The motor was a stroker 20v yes in a leon cupra r.
Beach Buggy K16 clipped turbined hybrid, 2283 compressor I think.. Might have been dans 7+7 2283 version.. memory fades
Ported turbine outlet
largeport cyl head
relentless v3, 3" downpipe..
wmi with 80% mix from memory, single nozzle, D03 I think.
28psi boost from onset to 7krpm
pump fuel, that being uk 99 octane

egts were nutts.... relentless not a manifold to support that level without disassembling itself in short manner..


----------



## Marcus_Aurelius (Mar 1, 2012)

badger5 said:


> The motor was a stroker 20v yes in a leon cupra r.
> Beach Buggy K16 clipped turbined hybrid, 2283 compressor I think.. Might have been dans 7+7 2283 version.. memory fades
> Ported turbine outlet
> largeport cyl head
> ...



Ahh OK, that's the one I thought these numbers were from. Being on a stroked bottom, big port head, and having EGT through the roof definitely shows the potential, but makes the numbers a one hit wonder since that could never be sustained with any sort of reliability.


----------



## suffocatemymind (Dec 10, 2007)

Twopnt016v said:


> Small port head is where its at. Loose too much low end torque on a BIGPORT(been there done that). Max can speak for himself but he autoX his car and needs gobs of torque on demand.
> 
> Madmax is his old name here on Vortex. Max takes Evo diverter valves and modifies(crushes and drills) them and it has been dubbed the Madmax DV by the rest of us. I run on and it is awesome:thumbup:. He runs two on his set-up...


Love my MMDV :thumbup: :thumbup:

Max - better injectors are in the cards, no? These and wideband...ahh!


----------



## Marcus_Aurelius (Mar 1, 2012)

suffocatemymind said:


> Love my MMDV :thumbup: :thumbup:
> 
> Max - better injectors are in the cards, no? These and wideband...ahh!


Yeah, I plan on upgrading to newer 1000's at some point. With that said, my IDC have not gone past 85% at 3bar. This was not something I expected and thought they would get maxed out, but they didn't. :what:

The NB ECU is already out of the car and a wideband one on the way from Gonzo. I never had a problem with tuning the NB, and as you can tell made power with it. With a Maf to monitor airflow, I always got perfect consistent AFR curves. The only reason I'm switching is because I'm getting tired of fixing broken Innovate components (mainly gauges) and wanted to integrate lambda monitoring to my VCDS logging.

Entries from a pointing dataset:
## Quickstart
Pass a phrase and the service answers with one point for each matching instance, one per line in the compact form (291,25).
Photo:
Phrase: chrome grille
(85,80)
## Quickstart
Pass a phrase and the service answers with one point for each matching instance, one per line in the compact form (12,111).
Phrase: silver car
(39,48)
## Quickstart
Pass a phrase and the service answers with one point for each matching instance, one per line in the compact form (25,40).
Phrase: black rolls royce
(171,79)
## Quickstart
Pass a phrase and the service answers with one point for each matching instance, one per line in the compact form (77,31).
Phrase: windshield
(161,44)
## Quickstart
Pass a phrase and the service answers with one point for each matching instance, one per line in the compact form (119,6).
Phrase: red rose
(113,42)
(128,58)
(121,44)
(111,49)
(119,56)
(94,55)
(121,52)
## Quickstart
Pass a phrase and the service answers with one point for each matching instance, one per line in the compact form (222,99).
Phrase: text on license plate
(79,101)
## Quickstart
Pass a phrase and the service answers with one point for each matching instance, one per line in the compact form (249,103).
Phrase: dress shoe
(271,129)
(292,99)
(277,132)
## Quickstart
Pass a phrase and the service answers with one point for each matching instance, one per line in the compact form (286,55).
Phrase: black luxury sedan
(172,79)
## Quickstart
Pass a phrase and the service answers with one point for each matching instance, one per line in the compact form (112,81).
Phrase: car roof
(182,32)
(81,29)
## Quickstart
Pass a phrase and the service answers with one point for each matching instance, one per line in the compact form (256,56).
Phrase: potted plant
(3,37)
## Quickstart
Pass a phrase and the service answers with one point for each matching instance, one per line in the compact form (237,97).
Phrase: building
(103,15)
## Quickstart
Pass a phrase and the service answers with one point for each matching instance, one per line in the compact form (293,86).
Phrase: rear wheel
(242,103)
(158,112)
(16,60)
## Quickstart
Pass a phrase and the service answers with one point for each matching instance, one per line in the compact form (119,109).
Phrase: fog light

Jobs:
a: What boost level does the forum thread give for the stroker 20v, and over what rev range?
b: Explain why, according to the forum thread, the NB ECU is being replaced with a wideband one.
c: Please rewrite the forum thread from "The NB ECU is" to "my VCDS logging.", putting "calibrating" in place of "tuning".
The entries aren't needed for this work.

Solutions to the tasks:
a: 28psi boost from onset to 7krpm.

b: The poster had no trouble tuning the NB and made power with it. The switch is only because of tiredness with fixing broken Innovate components, mainly gauges, and a wish to bring lambda monitoring into the VCDS logging.

c:
The NB ECU is already out of the car and a wideband one on the way from Gonzo. I never had a problem with calibrating the NB, and as you can tell made power with it. With a Maf to monitor airflow, I always got perfect consistent AFR curves. The only reason I'm switching is because I'm getting tired of fixing broken Innovate components (mainly gauges) and wanted to integrate lambda monitoring to my VCDS logging.